* [Brief]:
Repeat every line of the data verbatim.

---------- Available data ----------

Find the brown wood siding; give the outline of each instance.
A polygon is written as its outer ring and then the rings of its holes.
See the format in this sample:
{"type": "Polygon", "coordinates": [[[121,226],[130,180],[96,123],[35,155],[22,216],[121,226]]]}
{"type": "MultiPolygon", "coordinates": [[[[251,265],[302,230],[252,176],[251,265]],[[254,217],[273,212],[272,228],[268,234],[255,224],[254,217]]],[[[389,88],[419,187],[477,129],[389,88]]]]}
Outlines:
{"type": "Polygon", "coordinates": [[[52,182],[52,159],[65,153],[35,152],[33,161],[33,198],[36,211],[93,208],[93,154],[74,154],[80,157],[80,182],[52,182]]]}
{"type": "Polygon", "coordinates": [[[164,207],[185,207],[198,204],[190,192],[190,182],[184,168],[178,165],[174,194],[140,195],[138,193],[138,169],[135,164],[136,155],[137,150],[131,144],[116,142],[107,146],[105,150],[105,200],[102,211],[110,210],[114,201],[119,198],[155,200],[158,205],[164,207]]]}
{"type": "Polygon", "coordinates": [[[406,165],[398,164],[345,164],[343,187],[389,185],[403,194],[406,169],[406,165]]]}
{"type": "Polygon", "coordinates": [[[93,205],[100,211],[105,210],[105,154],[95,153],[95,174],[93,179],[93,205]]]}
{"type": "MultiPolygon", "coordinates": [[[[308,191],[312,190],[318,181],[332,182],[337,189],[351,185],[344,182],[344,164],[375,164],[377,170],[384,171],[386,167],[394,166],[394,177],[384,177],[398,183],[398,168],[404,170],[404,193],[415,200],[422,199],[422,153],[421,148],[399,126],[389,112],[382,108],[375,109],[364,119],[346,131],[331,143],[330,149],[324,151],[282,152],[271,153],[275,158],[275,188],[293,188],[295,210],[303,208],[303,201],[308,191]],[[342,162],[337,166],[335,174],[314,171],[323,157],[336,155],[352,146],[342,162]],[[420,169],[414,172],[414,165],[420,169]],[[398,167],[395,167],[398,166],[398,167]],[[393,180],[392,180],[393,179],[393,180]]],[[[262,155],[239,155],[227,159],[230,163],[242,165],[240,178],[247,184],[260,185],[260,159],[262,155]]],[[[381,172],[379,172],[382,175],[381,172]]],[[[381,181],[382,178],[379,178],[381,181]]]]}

----------

* [Your response]:
Find the brown wood siding; give the outline of each instance.
A polygon is written as its outer ring and then the rings of its holes.
See the format in this sample:
{"type": "Polygon", "coordinates": [[[121,226],[130,180],[96,123],[35,155],[22,216],[121,226]]]}
{"type": "MultiPolygon", "coordinates": [[[[251,265],[302,230],[252,176],[251,265]],[[254,217],[273,212],[272,228],[268,234],[255,224],[254,217]]],[[[389,88],[419,187],[477,129],[389,88]]]]}
Outlines:
{"type": "Polygon", "coordinates": [[[52,182],[52,159],[65,153],[35,152],[33,161],[33,198],[36,211],[93,208],[93,154],[74,154],[80,157],[80,182],[52,182]]]}
{"type": "Polygon", "coordinates": [[[164,207],[185,207],[198,204],[190,192],[190,182],[184,168],[178,165],[174,194],[140,195],[138,193],[138,169],[135,164],[136,155],[137,150],[131,144],[116,142],[107,146],[105,150],[105,200],[102,211],[110,210],[114,201],[119,198],[155,200],[158,205],[164,207]]]}
{"type": "Polygon", "coordinates": [[[406,165],[398,164],[345,164],[343,187],[389,185],[403,194],[406,169],[406,165]]]}
{"type": "Polygon", "coordinates": [[[93,205],[100,211],[105,210],[105,154],[95,153],[95,174],[93,179],[93,205]]]}
{"type": "MultiPolygon", "coordinates": [[[[308,191],[312,190],[318,181],[332,182],[337,189],[351,185],[344,182],[344,164],[375,164],[377,170],[384,171],[386,167],[394,166],[394,177],[384,177],[398,183],[398,168],[404,170],[404,193],[415,200],[422,199],[422,153],[421,148],[399,126],[389,112],[382,108],[375,109],[364,119],[346,131],[331,143],[330,149],[324,151],[282,152],[271,153],[275,158],[275,188],[293,188],[295,210],[303,208],[303,201],[308,191]],[[342,162],[337,166],[335,174],[314,171],[323,157],[336,155],[352,146],[342,162]],[[420,169],[414,172],[414,165],[420,169]],[[398,167],[395,167],[398,166],[398,167]],[[393,180],[392,180],[393,179],[393,180]]],[[[262,155],[239,155],[227,159],[230,163],[242,165],[240,178],[247,184],[260,185],[260,159],[262,155]]],[[[381,172],[379,172],[382,175],[381,172]]],[[[381,181],[382,178],[379,178],[381,181]]]]}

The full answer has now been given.